- [Task 1]
In the text about the local binary pattern classifier, which color marks the left eye in the picture?
- [Task 2]
Copy the records exactly, from their first line through the line that contains "positive clicks: (295, 173)", inclusive.
─── Selected text
Efficient local binary pattern multi-class classifier

So given that the feature tests with the classifier i've been working with are independent ... it offers a fairly interesting possibility: that of using sub-regions of a single trained classifier to detect corresponding sub-regions of the image with a higher resolving power.

This isn't a very good picture, but it demonstrates what's going on (it's from the same source image as the previous posts).

Here I am using a single trained classifier for faces, but from that classifier detecting 4 classes of subregions - the full face, each eye separately (9x9 corners), and the eye pair (17x9 top region). In the picture I am showing green for the face, red for left eye, and blue for right eye (as the RGB intensities as well as the detection boxes). This is the raw detections at a single scale with no grouping, and I haven't determined if the threshold can be tweaked to improve the false positives. The RGB image shows the RGB components overlayed with respect to the top-left of the detection box, not the centre of each feature (so a white dot means everything aligns). I'm drawing a 21x21 green box just to make it easier to see.

It's not perfect, but it is detecting localised eye positions within the faces.

So even using the same trained classifier it allows a finer resolution of the eye locations, and a further test to remove false positives. The fact there are a lot of false positives for the eyes is not very important as only those in the green boxes (and in the correct quadrant) are of interest. The main downside is such a small feature test means low accuracy for larger images (as they are downscaled more to start with).
──────
─── Material to process
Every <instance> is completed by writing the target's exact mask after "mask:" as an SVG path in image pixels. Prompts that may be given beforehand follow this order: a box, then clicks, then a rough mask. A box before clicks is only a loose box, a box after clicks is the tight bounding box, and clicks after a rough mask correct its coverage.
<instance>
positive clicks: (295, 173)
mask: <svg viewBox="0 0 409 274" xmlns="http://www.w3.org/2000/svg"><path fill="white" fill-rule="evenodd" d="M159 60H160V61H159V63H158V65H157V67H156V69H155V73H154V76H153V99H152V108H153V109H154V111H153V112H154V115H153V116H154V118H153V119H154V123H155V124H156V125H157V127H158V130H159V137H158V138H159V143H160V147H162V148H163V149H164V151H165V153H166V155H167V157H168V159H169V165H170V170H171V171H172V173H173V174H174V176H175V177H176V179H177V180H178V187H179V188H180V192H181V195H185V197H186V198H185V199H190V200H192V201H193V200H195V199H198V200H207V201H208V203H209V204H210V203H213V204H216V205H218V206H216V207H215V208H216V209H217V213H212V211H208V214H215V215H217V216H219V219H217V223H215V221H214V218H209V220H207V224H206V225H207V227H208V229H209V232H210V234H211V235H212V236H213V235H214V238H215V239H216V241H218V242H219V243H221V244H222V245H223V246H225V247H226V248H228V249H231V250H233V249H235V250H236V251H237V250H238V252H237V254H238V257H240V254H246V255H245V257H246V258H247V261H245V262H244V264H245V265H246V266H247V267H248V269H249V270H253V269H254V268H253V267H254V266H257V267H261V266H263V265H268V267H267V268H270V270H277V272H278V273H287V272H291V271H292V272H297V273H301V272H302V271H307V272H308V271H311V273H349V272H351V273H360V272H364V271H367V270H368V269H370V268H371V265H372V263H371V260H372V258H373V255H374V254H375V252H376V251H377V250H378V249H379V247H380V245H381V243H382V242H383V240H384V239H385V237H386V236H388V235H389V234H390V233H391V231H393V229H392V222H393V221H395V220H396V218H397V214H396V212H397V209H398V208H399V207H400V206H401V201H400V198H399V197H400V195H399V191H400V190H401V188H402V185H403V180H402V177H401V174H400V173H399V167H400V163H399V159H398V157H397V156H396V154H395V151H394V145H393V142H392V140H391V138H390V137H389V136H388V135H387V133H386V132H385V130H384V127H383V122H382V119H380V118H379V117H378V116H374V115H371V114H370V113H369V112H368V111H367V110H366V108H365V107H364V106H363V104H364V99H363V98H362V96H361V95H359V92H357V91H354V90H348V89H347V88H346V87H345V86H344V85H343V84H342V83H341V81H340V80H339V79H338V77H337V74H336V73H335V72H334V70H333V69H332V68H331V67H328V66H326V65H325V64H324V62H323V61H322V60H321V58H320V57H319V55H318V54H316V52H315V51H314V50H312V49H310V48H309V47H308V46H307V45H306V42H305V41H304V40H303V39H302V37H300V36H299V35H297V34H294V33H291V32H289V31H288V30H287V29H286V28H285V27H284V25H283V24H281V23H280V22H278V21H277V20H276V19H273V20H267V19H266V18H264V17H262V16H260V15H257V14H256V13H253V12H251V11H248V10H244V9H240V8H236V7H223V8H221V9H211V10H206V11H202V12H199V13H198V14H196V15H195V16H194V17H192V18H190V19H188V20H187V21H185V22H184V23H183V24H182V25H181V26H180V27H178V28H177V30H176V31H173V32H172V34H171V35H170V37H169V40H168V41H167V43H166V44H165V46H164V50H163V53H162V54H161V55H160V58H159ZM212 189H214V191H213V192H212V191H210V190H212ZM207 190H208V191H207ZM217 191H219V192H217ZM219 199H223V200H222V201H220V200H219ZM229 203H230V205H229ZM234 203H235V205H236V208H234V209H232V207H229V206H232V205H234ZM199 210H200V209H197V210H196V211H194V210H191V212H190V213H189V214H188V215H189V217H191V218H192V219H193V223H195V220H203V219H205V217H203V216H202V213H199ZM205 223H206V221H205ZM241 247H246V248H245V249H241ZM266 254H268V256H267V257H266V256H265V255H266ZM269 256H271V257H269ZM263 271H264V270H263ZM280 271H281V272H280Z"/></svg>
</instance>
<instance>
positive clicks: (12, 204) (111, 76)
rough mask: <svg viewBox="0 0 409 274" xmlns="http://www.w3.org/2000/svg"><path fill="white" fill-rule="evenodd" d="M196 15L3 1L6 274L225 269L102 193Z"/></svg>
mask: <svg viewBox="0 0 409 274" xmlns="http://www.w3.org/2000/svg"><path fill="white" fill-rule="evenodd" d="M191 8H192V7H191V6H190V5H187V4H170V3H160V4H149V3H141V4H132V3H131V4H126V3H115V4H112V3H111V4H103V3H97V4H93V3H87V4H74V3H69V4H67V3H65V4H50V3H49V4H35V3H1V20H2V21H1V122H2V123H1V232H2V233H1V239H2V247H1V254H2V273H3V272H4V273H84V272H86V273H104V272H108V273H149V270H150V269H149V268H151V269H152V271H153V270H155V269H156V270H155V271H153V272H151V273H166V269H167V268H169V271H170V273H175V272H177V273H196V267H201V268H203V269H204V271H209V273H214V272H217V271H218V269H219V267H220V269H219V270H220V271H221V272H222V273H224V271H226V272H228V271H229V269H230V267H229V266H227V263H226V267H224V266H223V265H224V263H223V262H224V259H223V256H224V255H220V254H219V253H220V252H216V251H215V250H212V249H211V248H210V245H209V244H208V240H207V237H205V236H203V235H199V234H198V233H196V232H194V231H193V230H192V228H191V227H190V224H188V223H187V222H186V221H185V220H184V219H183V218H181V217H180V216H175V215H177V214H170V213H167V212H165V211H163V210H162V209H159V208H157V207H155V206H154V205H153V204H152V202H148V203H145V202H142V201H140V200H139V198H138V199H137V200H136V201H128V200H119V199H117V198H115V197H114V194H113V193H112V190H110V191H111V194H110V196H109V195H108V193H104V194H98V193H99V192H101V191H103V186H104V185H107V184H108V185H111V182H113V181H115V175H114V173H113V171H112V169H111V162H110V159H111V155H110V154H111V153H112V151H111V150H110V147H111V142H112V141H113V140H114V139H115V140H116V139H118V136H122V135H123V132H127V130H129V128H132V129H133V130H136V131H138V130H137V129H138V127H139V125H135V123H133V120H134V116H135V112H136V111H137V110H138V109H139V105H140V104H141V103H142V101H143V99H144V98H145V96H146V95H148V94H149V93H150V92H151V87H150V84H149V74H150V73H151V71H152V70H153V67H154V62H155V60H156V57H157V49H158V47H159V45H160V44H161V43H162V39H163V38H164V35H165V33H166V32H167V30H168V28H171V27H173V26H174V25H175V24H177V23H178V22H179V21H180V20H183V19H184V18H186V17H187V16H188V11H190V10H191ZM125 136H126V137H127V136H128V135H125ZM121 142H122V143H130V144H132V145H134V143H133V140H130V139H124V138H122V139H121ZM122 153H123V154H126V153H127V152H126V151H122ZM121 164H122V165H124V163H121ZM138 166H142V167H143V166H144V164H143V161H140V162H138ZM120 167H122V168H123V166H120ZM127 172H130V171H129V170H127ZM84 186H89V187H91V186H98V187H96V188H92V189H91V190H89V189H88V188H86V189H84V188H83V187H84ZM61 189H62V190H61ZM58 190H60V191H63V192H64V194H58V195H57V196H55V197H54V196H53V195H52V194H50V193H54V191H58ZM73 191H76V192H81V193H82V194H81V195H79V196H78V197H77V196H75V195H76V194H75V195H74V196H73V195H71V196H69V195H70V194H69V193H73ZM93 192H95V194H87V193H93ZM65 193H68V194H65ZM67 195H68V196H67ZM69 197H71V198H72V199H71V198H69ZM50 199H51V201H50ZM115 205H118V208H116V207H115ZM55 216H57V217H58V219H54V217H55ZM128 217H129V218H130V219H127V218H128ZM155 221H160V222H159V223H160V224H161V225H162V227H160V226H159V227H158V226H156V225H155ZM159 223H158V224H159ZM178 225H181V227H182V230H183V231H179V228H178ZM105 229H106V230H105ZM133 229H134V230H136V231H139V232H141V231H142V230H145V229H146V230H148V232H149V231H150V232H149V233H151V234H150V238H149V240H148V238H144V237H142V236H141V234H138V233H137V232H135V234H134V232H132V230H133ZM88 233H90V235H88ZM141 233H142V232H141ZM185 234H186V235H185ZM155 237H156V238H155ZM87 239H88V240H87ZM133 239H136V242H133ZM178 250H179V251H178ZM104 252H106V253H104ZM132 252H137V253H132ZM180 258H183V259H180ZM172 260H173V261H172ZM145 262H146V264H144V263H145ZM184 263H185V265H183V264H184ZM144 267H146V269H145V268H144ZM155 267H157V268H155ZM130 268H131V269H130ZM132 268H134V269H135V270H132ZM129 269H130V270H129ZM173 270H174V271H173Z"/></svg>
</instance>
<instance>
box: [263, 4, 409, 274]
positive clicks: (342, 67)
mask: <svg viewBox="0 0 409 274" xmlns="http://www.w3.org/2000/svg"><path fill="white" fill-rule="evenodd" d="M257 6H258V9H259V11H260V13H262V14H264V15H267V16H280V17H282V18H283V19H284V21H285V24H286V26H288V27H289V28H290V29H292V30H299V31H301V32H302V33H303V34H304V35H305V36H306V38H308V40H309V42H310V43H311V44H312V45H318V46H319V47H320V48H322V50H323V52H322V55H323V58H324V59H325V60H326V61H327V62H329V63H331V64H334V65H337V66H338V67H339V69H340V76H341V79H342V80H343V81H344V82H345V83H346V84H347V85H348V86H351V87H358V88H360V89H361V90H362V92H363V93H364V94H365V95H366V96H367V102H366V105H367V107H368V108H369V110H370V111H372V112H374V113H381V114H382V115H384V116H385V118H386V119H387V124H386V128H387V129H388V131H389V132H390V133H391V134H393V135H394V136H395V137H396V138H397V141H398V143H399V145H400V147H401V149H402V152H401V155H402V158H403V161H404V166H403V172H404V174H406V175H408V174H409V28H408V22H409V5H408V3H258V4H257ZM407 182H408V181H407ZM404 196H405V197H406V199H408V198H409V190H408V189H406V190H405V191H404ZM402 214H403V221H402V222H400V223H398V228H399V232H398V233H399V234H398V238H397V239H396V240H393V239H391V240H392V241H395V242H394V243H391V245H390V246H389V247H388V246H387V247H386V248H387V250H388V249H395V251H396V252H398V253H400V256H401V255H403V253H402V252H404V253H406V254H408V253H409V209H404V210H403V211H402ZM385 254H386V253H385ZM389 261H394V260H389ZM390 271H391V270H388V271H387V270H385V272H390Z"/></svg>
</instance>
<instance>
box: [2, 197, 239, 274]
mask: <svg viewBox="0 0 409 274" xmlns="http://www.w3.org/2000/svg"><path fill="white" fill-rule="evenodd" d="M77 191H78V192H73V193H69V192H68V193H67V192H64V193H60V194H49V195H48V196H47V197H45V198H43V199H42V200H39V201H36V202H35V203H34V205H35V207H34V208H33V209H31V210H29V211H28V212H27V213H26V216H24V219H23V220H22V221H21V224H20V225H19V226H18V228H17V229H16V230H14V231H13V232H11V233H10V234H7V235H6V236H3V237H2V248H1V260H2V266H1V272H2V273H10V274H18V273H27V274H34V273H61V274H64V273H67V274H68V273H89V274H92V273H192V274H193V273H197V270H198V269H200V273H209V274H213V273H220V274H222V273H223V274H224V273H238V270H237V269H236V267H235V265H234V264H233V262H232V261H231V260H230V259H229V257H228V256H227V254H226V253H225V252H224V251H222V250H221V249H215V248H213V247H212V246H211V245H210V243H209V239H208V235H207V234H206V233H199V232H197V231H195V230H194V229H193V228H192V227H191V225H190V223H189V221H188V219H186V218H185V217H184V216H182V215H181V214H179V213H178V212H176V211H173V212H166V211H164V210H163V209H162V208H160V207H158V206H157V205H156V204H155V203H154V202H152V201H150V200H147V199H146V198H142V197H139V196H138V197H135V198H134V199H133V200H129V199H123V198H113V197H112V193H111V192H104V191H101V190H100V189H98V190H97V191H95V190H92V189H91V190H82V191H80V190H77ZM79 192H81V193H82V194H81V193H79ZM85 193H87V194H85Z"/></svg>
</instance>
──────
- [Exercise answer 1]
Red.

- [Exercise answer 2]
Every <instance> is completed by writing the target's exact mask after "mask:" as an SVG path in image pixels. Prompts that may be given beforehand follow this order: a box, then clicks, then a rough mask. A box before clicks is only a loose box, a box after clicks is the tight bounding box, and clicks after a rough mask correct its coverage.
<instance>
positive clicks: (295, 173)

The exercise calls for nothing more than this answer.